● **Task description**: Please list the three areas in which the hotel text below says the hotel industries in Russia's two largest cities continue to differ.

● **Excerpt**:
::::::::::

Two Cities, Different Strategies

In levels of seasonality, visitor breakdown and length of stay, the hotel industries in Russia’s two largest cities continue to differ. While a lack of midrange, quality hotels unites the two markets, some experts maintain that the greater differences have led to different ways of dealing with the current economic situation.

“There have been two different strategies for the two different markets,” said David Jenkins, head of hospitality at DTZ Russia and the CIS. This difference has been most apparent in the reaction of upscale and luxury hotels in the two cities. “St. Petersburg has been maintaining rates and allowing occupancy to slip slightly,” Jenkins said. In Moscow, hotels have been reducing rates, in some cases up to 30 percent or 40 percent to maintain occupancy, he said.

Moscow’s hotel market is fundamentally based on business travelers, while tourists play a far greater role in St. Petersburg’s hospitality industry. This, coupled with the city’s climactic conditions, means that seasonality has a much greater effect on the market in St. Petersburg.

::::::::::

● **Source material**:
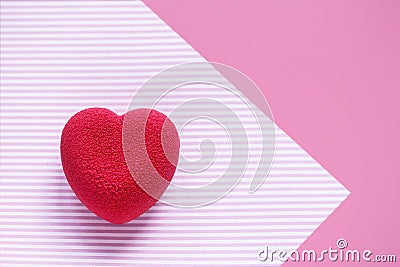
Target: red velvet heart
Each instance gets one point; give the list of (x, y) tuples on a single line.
[(103, 170)]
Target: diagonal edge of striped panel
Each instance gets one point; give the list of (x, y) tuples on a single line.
[(60, 57)]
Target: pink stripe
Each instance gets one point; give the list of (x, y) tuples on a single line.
[(160, 38), (129, 23), (176, 211), (166, 244), (102, 18), (132, 12)]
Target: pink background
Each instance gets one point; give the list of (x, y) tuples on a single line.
[(331, 72)]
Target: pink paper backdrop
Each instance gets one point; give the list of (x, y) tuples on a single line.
[(331, 72)]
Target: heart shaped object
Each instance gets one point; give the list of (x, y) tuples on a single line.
[(104, 156)]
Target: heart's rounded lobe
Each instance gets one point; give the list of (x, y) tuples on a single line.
[(96, 167)]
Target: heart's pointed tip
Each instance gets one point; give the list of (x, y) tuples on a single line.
[(96, 167)]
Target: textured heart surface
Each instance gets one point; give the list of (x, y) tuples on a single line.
[(104, 155)]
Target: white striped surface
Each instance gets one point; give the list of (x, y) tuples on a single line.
[(60, 57)]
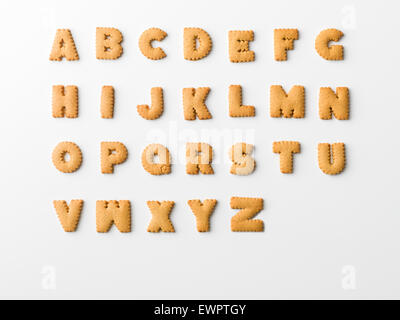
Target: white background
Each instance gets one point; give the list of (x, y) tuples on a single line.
[(325, 236)]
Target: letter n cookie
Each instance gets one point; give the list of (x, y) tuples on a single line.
[(113, 212)]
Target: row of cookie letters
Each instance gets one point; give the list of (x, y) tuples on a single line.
[(197, 44), (331, 158), (119, 213), (288, 105)]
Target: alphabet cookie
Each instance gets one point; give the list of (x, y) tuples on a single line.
[(199, 158), (286, 149), (107, 102), (190, 38), (322, 44), (160, 212), (65, 102), (291, 105), (112, 153), (236, 109), (284, 41), (157, 105), (202, 211), (336, 103), (145, 43), (331, 162), (194, 103), (68, 215), (113, 212), (108, 43), (164, 164), (243, 221), (240, 154), (64, 46), (239, 46), (75, 157)]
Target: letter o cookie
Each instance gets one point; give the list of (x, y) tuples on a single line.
[(59, 154)]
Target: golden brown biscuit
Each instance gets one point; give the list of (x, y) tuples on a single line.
[(242, 221), (65, 102), (145, 43), (239, 46), (164, 164), (194, 103), (68, 215), (157, 105), (112, 153), (236, 109), (286, 149), (107, 102), (190, 38), (322, 44), (199, 158), (108, 43), (160, 212), (202, 212), (331, 163), (64, 46), (291, 105), (243, 163), (75, 157), (113, 212), (283, 41), (338, 103)]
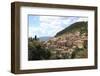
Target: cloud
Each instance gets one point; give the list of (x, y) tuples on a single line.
[(50, 25)]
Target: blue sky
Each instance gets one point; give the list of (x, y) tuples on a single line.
[(50, 25)]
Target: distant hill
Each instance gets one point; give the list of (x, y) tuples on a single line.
[(78, 26), (45, 38)]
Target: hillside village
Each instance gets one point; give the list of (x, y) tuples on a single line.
[(70, 43), (65, 45)]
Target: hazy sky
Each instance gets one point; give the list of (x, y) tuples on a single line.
[(50, 25)]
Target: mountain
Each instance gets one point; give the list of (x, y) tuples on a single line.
[(78, 26), (45, 38)]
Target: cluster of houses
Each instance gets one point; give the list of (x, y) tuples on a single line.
[(65, 44)]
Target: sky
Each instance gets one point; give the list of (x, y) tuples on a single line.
[(48, 26)]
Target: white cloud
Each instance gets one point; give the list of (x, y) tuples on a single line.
[(50, 25)]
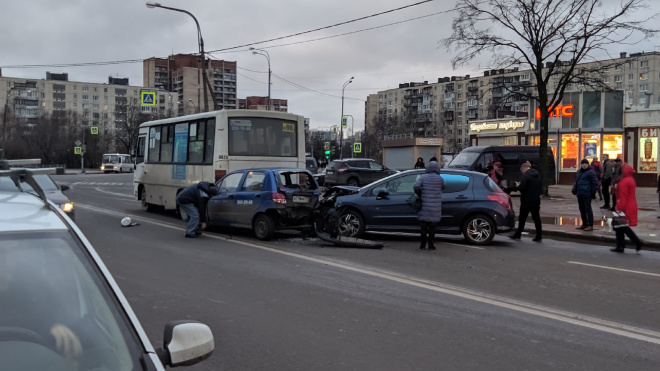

::::::::::

● **Solution**:
- Levels of seasonality
- Visitor breakdown
- Length of stay